**Task goal:** Put the lines from the one containing "Annotate each instance of the compacted" through the end of the lines into a JSON list of strings, one string per line, leaving out any blank lines.

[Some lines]
----------

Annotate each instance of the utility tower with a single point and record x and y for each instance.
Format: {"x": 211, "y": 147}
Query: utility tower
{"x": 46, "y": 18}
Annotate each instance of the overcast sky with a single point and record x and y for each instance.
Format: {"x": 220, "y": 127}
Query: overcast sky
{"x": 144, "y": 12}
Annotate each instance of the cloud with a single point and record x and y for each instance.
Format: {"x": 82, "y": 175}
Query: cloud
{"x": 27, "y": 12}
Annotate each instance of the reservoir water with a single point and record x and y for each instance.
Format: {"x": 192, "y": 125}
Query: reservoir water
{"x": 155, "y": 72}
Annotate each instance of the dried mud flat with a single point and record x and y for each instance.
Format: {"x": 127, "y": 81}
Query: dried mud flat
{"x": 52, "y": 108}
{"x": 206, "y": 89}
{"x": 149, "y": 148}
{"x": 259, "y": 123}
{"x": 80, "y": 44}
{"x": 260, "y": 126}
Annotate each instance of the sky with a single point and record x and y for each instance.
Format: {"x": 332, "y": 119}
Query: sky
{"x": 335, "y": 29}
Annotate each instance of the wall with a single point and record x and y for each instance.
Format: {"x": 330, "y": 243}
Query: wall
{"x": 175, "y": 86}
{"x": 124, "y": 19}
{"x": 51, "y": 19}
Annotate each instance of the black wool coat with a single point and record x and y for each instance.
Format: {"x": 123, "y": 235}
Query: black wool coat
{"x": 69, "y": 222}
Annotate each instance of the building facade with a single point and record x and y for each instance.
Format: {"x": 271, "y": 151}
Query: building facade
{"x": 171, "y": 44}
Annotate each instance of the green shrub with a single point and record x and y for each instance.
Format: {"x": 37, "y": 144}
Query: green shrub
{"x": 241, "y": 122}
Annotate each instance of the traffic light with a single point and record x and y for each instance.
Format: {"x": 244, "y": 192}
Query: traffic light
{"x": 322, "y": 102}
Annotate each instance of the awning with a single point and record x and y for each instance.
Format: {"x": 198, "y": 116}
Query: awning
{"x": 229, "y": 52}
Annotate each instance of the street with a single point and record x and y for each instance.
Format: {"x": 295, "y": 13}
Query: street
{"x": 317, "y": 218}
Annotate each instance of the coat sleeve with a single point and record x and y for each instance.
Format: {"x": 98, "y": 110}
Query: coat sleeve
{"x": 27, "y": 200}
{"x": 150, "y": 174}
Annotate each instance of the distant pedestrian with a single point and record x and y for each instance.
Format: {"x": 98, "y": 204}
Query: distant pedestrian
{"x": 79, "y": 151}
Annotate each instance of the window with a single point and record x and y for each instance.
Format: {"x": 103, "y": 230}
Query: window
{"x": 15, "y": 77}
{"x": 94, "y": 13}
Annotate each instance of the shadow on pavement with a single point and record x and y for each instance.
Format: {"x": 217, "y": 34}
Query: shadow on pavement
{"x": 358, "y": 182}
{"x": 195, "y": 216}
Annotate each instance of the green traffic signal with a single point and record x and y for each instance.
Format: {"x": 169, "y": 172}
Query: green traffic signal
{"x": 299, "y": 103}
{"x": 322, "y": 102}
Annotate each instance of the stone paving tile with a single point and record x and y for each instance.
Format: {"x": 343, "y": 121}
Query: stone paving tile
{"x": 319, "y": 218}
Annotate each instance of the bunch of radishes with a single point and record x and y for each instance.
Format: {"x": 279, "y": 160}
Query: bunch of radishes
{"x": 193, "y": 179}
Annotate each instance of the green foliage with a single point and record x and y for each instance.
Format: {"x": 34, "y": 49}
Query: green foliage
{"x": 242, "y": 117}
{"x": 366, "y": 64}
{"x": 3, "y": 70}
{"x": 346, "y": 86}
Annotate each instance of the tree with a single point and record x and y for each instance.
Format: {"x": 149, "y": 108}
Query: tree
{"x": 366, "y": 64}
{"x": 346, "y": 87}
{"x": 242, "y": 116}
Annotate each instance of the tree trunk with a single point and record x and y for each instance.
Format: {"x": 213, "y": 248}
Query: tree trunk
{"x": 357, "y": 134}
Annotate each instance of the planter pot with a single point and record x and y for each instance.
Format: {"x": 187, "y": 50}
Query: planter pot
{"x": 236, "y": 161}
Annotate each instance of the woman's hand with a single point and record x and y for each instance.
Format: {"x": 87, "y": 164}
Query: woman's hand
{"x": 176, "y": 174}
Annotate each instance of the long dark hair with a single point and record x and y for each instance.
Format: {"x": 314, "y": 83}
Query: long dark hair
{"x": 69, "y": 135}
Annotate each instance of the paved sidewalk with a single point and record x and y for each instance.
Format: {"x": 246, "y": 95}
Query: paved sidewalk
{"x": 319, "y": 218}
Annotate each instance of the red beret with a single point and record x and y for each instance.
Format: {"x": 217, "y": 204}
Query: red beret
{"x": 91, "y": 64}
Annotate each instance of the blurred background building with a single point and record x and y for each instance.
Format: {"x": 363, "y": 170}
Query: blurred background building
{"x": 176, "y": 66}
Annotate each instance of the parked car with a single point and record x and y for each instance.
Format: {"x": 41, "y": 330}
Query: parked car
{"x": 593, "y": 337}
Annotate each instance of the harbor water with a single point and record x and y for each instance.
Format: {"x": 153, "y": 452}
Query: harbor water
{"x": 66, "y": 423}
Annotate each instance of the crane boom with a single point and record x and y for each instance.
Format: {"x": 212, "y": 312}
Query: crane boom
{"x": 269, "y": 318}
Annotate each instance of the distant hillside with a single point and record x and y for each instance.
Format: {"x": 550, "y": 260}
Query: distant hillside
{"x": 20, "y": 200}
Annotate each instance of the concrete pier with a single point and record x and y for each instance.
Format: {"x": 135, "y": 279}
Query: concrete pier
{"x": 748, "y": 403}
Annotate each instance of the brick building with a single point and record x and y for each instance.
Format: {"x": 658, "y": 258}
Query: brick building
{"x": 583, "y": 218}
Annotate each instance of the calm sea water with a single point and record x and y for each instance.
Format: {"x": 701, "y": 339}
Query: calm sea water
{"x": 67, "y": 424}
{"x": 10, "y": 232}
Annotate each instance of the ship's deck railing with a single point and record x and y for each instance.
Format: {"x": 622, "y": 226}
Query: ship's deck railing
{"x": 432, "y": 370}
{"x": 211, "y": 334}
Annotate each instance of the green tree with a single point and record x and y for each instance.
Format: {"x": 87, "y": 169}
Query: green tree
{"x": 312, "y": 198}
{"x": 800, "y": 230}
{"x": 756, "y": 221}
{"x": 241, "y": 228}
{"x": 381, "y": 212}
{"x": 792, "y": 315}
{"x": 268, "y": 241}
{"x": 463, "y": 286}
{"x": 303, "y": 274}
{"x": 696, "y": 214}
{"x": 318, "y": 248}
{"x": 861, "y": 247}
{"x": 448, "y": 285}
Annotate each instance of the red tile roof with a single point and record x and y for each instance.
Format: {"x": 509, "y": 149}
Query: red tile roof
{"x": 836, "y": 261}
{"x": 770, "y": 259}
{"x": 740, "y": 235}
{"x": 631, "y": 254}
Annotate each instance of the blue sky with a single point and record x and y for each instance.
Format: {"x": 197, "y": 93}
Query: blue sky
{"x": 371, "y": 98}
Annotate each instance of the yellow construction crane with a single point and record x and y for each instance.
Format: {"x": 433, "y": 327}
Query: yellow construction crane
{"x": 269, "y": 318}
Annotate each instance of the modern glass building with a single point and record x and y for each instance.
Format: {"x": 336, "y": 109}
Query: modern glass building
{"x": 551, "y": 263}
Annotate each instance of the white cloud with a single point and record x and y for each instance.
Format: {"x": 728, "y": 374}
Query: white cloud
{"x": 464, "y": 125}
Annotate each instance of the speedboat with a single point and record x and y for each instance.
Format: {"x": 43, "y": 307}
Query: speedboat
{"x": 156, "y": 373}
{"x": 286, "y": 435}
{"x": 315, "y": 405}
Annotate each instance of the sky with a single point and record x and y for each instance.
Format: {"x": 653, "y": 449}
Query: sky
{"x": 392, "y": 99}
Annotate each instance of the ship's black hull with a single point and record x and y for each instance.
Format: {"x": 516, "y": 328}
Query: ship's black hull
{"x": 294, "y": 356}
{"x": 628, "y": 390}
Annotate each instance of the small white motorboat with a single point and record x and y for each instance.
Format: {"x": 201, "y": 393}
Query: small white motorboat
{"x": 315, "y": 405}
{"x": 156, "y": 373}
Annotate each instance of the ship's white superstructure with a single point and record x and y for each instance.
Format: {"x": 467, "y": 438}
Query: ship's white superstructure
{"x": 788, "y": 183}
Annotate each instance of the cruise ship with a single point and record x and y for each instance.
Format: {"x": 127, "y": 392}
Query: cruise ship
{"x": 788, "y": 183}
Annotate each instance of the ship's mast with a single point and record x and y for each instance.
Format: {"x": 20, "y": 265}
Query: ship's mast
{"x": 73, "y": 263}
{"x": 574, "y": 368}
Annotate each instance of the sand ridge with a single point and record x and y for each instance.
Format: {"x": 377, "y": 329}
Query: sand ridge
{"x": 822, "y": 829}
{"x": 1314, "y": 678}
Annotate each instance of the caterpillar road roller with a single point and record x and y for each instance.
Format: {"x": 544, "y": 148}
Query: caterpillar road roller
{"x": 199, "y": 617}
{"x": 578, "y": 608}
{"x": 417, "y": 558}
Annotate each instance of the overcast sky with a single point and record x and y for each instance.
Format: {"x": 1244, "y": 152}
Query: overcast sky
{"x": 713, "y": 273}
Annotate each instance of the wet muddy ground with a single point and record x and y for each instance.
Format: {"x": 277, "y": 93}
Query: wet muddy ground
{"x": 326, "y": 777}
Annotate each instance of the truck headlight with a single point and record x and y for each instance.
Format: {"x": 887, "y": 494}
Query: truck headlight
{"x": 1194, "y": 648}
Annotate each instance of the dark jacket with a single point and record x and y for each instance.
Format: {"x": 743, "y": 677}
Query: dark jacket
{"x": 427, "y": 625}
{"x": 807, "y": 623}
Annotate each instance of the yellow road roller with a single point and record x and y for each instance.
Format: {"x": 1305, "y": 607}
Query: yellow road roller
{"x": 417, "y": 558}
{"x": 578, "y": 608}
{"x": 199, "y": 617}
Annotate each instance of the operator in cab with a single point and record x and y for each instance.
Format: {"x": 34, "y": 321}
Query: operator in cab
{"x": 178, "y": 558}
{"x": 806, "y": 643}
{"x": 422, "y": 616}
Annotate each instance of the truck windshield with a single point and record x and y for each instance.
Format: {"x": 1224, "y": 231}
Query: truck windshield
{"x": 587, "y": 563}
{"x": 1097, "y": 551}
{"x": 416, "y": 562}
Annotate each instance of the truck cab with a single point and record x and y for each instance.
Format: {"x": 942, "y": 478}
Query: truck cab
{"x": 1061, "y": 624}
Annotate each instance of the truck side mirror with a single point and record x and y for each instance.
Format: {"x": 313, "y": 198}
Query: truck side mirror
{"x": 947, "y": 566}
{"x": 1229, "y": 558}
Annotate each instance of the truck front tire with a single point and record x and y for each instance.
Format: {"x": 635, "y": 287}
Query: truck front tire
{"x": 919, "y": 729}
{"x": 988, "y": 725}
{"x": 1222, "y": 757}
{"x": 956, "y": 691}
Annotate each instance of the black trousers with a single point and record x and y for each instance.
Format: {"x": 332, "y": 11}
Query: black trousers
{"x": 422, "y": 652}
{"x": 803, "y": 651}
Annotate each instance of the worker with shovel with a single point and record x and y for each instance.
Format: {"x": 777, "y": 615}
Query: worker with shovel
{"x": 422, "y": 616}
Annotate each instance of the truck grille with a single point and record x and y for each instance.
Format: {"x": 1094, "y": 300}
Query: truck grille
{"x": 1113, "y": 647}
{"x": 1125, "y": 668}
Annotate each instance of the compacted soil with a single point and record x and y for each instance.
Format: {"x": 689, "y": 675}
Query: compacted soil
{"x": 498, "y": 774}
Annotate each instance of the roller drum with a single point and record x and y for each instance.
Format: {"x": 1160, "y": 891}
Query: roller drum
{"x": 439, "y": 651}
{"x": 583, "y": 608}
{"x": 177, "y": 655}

----------

**Solution below:**
[
  "Annotate each instance of the compacted soil with a single point and record x and y for each instance.",
  "Format: {\"x\": 689, \"y\": 675}",
  "Query: compacted soil",
  "{\"x\": 498, \"y\": 774}",
  "Annotate each instance of the roller drum with a single point and record x and y for each instance.",
  "Format: {\"x\": 1160, \"y\": 891}",
  "Query: roller drum",
  "{\"x\": 439, \"y\": 651}",
  "{\"x\": 583, \"y\": 608}",
  "{\"x\": 177, \"y\": 655}"
]